Nothing but the lines from the one with "identify every deep" through the final line of the listing should appear in the answer, each copied exactly.

§ §

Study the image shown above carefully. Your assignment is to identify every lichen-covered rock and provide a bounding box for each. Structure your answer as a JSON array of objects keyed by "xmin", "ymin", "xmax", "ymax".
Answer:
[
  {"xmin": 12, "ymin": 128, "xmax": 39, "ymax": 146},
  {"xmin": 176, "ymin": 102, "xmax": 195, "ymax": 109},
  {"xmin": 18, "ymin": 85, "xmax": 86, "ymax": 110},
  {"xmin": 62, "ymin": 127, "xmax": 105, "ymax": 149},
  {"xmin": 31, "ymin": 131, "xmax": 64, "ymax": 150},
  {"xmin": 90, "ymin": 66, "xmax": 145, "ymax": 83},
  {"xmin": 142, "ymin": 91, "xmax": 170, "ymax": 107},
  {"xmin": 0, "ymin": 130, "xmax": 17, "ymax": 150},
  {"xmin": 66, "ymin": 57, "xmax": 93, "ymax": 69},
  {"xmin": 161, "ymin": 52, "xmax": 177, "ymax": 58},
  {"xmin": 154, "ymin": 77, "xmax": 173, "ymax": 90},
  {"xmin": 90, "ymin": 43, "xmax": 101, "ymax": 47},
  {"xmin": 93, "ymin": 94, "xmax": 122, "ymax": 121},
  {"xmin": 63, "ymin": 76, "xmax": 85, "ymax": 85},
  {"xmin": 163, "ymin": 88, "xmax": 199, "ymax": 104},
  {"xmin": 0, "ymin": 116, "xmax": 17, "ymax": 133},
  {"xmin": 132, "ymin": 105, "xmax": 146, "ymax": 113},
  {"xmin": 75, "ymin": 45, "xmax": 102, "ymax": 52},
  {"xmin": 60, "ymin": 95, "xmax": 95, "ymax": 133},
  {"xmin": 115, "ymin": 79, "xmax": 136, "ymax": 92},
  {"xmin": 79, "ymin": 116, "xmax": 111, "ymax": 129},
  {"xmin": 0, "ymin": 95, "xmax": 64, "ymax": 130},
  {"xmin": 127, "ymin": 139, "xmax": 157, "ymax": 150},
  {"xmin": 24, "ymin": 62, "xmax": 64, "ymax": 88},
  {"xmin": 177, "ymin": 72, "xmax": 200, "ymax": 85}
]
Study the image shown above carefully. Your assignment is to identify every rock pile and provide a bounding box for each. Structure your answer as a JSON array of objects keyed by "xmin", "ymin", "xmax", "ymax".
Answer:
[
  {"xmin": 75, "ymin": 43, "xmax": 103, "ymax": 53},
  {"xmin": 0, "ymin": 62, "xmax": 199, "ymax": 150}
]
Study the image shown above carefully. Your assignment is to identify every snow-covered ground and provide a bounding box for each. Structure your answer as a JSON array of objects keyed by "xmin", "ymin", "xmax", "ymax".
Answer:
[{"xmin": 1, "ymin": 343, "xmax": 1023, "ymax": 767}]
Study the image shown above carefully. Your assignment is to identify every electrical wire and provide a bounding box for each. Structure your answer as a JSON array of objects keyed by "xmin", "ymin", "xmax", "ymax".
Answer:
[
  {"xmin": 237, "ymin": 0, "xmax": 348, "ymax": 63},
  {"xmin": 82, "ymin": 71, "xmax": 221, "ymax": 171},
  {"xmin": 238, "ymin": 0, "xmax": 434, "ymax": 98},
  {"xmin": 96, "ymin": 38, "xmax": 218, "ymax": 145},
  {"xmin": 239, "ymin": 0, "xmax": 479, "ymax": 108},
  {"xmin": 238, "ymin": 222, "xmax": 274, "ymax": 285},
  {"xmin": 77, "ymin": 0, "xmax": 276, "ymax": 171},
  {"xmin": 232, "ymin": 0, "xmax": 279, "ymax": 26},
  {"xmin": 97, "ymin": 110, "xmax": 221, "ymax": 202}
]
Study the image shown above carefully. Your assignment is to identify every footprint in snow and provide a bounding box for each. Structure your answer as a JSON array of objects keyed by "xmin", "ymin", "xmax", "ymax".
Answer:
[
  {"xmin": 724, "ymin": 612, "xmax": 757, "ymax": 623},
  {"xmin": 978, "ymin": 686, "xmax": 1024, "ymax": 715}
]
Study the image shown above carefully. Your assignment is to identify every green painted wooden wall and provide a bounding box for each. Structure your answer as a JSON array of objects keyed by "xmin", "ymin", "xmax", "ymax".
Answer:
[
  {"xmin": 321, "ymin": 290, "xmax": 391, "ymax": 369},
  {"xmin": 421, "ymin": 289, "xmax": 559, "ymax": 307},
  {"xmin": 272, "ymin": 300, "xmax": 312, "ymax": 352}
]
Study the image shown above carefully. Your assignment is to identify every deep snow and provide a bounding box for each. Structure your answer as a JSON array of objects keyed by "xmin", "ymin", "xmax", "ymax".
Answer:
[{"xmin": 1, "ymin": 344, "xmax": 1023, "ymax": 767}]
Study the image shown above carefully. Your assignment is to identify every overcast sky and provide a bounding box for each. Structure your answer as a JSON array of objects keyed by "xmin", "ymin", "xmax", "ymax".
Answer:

§ §

## Finished task:
Study the image shown above carefully. Your assignment is to identify every deep snow and provide a bounding box for each. Structure your answer as a JSON array of objects keyed by "xmin", "ymin", "xmax", "ymax".
Answer:
[{"xmin": 1, "ymin": 344, "xmax": 1023, "ymax": 767}]
Study the image shown above carefully. Your assignment is to identify every overcast sky and provide a bounding box for each. Structure your answer as a JSON array of objects keyed by "xmin", "ymin", "xmax", "ymax".
Answer:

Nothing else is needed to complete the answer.